# What is being asked
Here the job is to restate every entry word for word.

══ Task inputs

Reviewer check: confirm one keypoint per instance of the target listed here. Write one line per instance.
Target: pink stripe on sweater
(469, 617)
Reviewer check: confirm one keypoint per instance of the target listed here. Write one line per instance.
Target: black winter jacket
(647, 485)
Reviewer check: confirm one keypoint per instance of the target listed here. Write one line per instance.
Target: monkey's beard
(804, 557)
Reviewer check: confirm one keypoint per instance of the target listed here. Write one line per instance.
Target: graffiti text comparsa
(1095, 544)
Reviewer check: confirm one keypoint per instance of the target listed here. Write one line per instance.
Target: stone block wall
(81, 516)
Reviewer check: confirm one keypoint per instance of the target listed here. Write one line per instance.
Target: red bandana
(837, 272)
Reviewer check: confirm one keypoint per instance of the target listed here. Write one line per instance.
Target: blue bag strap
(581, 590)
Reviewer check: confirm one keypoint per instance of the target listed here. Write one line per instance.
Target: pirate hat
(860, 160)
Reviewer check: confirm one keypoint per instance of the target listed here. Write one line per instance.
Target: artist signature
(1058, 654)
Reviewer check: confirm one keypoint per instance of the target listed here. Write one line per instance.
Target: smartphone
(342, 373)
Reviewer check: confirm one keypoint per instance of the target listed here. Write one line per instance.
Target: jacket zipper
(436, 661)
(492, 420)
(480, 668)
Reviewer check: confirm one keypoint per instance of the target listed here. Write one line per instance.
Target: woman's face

════

# Answer area
Reviewer check: confirm one keypoint per instance of the target listed here. Write one line per instance.
Target: pink stripe on sweater
(469, 617)
Reviewer check: confirm one keypoint per instance of the target listed here. Write one line per instance.
Target: black winter jacket
(647, 485)
Reviewer check: confirm one keypoint per instance of the target listed here. Write one line per instance.
Target: monkey's beard
(804, 557)
Reviewer check: confirm one keypoint per instance of the target listed here. Write one line per instance.
Target: graffiti text comparsa
(1095, 544)
Reviewer check: confirm one keypoint per instance of the target listed here. Write one line per instance.
Target: stone block wall
(81, 516)
Reviewer check: confirm one keypoint per instance of the target listed here. Write one line per instance.
Target: red bandana
(837, 272)
Reviewer check: confirm one keypoint per instance of the target listed here. Write one line per instance.
Target: blue bag strap
(581, 590)
Reviewer check: confirm one keypoint per instance of the target listed here. Write one line per instance.
Target: pirate hat
(860, 160)
Reviewer check: confirm one keypoint per instance of the target listed here. Write one line per instance.
Target: artist signature
(1058, 654)
Reviewer check: confirm one keypoint per instance of the target listed here. Write one line per instance.
Target: smartphone
(342, 373)
Reviewer check: confirm one keypoint per instance of the target listed here. Write one line per instance.
Target: jacket zipper
(436, 661)
(492, 420)
(480, 668)
Reviewer check: confirm one keypoint per instance of the target listed here. Write one line per instance.
Target: woman's face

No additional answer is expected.